= EXERCISE DETAILS =
After locating the line that contains "Thank you for sharing the picture. Please indicate the puffer" in the records below, write out exactly that line and each line after it through the one that contains "the man's hand", and nothing else.
Content starts
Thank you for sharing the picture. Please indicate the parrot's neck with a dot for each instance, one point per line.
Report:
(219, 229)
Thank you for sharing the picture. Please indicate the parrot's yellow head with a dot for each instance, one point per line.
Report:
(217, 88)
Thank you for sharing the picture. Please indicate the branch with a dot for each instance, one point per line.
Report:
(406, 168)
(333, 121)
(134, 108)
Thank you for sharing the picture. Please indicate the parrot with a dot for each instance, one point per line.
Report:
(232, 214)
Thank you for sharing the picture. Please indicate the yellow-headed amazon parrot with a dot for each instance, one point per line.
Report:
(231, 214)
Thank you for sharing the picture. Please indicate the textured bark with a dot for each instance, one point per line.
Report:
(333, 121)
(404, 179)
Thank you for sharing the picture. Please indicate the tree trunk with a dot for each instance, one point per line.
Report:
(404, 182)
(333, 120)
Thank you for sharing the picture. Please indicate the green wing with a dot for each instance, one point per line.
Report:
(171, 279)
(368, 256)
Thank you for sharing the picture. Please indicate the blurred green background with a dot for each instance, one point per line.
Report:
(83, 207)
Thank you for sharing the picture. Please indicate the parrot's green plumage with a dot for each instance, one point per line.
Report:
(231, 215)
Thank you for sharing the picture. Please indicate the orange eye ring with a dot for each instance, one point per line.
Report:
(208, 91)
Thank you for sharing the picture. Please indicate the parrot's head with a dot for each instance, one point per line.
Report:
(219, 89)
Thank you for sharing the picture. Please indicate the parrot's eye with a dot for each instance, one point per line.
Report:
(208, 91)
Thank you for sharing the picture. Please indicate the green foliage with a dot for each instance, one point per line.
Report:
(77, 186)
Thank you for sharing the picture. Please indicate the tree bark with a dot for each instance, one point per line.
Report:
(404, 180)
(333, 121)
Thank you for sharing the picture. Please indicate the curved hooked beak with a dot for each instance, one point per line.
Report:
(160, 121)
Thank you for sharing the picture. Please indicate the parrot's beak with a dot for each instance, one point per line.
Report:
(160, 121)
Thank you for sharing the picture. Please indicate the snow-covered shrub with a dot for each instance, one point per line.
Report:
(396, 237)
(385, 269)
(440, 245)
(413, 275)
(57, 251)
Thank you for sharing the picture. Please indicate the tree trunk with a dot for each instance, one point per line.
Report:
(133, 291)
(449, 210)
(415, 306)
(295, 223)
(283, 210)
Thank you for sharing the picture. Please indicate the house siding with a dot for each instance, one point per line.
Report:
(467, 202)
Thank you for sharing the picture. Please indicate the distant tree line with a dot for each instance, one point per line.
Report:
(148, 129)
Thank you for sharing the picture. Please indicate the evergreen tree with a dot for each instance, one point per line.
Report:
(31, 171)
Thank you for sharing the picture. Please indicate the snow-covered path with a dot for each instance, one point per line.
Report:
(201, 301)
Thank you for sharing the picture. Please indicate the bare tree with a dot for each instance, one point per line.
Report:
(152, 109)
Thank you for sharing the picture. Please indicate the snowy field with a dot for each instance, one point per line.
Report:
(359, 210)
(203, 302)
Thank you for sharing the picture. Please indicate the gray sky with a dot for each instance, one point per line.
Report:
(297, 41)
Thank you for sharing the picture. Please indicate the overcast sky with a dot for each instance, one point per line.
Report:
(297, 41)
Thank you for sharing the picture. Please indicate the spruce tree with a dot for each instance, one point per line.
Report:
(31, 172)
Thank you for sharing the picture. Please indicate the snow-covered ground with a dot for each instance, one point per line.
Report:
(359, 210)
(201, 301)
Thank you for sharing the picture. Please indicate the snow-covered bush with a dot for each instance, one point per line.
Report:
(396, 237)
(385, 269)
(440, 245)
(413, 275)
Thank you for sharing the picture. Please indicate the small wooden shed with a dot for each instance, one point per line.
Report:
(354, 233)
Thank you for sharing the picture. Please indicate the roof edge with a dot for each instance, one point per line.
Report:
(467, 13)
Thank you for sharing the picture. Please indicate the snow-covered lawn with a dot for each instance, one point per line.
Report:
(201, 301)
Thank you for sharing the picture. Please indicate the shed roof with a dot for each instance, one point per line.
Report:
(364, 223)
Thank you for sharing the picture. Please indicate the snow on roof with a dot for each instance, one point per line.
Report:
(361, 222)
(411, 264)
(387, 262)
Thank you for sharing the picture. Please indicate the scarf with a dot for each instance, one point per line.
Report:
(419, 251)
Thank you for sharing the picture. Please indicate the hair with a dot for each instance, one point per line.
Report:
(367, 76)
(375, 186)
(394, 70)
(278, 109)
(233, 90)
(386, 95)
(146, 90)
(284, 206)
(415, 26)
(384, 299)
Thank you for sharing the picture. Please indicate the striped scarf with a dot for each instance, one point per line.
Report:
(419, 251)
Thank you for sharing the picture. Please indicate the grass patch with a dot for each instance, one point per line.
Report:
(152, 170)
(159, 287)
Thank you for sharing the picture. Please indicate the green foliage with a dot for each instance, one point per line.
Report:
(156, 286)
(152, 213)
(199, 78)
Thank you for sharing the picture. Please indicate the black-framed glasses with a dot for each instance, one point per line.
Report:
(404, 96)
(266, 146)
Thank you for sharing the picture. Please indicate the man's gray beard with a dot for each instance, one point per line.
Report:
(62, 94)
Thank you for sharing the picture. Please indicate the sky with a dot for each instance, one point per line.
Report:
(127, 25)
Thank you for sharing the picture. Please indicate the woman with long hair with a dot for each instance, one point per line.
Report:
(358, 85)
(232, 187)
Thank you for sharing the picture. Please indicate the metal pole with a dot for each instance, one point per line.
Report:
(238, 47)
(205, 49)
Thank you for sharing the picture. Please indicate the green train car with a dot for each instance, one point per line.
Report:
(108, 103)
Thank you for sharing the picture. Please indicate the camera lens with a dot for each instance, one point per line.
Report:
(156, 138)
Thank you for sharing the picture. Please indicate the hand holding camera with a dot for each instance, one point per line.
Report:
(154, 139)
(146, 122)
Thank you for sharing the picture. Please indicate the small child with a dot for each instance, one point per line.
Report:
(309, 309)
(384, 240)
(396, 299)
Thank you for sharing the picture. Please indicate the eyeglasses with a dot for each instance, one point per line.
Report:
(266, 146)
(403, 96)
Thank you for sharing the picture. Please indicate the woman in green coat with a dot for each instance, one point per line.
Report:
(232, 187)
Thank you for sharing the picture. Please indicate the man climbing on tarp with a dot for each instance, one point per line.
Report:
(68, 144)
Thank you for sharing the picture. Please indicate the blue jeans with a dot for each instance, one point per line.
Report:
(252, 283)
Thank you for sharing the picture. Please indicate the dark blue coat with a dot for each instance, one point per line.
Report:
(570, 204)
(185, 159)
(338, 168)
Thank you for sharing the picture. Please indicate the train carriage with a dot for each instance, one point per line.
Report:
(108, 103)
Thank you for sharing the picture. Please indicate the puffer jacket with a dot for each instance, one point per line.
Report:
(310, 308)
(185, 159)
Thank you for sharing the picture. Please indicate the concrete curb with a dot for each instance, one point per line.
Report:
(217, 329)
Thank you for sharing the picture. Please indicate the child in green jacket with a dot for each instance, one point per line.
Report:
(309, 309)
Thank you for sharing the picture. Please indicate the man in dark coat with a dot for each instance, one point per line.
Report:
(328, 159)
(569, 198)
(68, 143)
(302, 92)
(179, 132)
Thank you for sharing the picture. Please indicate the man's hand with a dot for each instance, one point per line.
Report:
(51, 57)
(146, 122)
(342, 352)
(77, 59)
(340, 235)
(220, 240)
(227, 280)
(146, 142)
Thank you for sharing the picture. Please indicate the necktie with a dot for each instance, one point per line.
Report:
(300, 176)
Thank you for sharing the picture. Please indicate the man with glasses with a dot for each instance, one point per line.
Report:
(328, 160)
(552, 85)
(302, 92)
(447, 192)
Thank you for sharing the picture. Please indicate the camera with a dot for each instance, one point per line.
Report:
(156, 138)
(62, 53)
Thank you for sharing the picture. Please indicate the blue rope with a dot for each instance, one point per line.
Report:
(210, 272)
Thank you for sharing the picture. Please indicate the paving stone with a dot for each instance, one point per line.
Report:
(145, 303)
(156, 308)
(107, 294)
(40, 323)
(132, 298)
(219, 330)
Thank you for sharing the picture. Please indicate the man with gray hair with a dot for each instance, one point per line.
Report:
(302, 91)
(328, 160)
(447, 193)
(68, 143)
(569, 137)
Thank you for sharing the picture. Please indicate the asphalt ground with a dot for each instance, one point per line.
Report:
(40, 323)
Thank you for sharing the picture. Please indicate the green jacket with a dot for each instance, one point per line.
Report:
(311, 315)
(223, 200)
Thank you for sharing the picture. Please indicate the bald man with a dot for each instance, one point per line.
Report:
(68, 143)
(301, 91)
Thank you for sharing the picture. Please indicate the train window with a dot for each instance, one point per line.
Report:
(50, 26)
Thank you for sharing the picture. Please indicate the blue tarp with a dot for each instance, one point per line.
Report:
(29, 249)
Content ends
Content starts
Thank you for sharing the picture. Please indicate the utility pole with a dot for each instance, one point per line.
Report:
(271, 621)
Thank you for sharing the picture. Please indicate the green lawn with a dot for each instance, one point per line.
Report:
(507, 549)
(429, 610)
Content ends
Content starts
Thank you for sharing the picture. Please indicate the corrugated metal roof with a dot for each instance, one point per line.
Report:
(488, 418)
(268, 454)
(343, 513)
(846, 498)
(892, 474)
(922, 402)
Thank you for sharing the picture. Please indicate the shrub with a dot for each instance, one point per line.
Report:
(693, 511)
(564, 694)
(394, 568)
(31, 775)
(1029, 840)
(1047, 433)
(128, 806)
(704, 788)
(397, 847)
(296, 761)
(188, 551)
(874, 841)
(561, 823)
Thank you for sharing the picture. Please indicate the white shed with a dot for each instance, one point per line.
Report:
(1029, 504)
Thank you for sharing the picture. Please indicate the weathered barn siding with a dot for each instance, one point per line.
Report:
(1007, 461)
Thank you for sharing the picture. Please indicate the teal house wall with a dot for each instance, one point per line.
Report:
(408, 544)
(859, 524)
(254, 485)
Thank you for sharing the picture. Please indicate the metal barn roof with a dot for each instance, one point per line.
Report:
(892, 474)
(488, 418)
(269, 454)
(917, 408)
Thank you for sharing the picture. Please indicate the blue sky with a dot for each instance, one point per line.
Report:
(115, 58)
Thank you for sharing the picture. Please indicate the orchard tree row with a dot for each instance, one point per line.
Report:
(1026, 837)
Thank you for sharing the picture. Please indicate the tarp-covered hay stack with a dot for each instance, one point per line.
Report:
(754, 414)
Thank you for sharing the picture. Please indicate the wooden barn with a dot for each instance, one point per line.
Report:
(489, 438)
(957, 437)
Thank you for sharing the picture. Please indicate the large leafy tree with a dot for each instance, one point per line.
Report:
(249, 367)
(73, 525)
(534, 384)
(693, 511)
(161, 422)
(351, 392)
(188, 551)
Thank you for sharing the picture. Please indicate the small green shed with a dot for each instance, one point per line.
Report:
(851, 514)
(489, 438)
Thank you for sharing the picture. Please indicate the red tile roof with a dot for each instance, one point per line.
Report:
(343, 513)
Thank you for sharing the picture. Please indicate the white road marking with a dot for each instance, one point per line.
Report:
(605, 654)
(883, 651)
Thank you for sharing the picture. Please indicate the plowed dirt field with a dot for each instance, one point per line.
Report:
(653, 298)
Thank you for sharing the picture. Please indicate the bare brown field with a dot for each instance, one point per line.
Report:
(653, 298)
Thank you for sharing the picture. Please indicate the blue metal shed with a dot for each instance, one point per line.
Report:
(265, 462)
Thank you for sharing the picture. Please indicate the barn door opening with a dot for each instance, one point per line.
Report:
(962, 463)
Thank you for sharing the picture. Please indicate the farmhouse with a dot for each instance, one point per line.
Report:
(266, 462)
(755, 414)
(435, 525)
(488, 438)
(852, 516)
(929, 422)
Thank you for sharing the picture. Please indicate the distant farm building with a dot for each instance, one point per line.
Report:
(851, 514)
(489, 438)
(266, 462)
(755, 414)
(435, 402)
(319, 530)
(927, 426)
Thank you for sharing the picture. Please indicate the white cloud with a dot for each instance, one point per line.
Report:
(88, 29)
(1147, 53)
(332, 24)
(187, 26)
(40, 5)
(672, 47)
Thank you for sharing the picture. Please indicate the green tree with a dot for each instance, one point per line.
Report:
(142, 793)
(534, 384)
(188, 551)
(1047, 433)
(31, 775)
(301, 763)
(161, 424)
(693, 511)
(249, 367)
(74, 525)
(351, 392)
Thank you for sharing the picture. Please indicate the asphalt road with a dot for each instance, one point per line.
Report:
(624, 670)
Content ends
= WRITTEN REPLY =
Thank you for sharing the picture. Please indicate the puffer jacket with a dot for each instance, one point per line.
Report:
(310, 308)
(185, 159)
Thank you for sharing the picture. Please indicate the concrete curb with a dot for each instance, one point per line.
Report:
(217, 329)
Thank you for sharing the picture. Please indicate the child in green jacket with a dot for each instance, one point per line.
Report:
(309, 309)
Thank you for sharing the picture. Please indicate the man in dark coat with a dot for each instance, one point per line.
Report:
(328, 159)
(569, 198)
(68, 143)
(302, 92)
(179, 132)
Thank you for sharing the picture. Please indicate the man's hand with a dot for each instance, one point per line.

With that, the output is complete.